Task goal
Copy the material below line for line without changing anything, but leave out the pictures.
BEGIN Data lines
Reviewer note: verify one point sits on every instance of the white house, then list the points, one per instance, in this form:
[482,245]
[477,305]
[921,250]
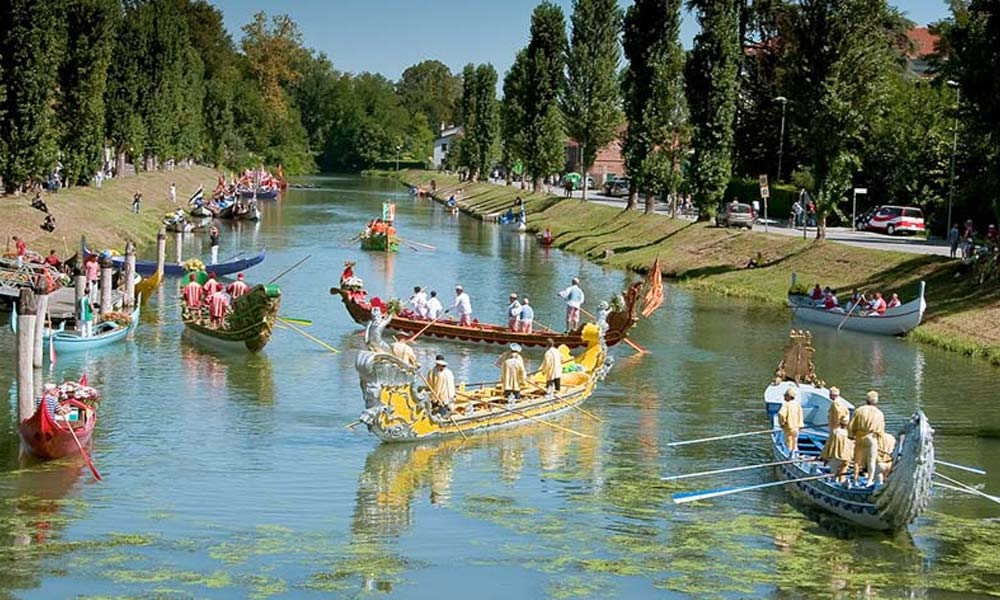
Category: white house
[443,144]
END Data lines
Right answer
Reviewer note: verify one point sits on every instance of the white house, then list the points, one per instance, in this form:
[482,245]
[477,305]
[921,250]
Category: white house
[443,144]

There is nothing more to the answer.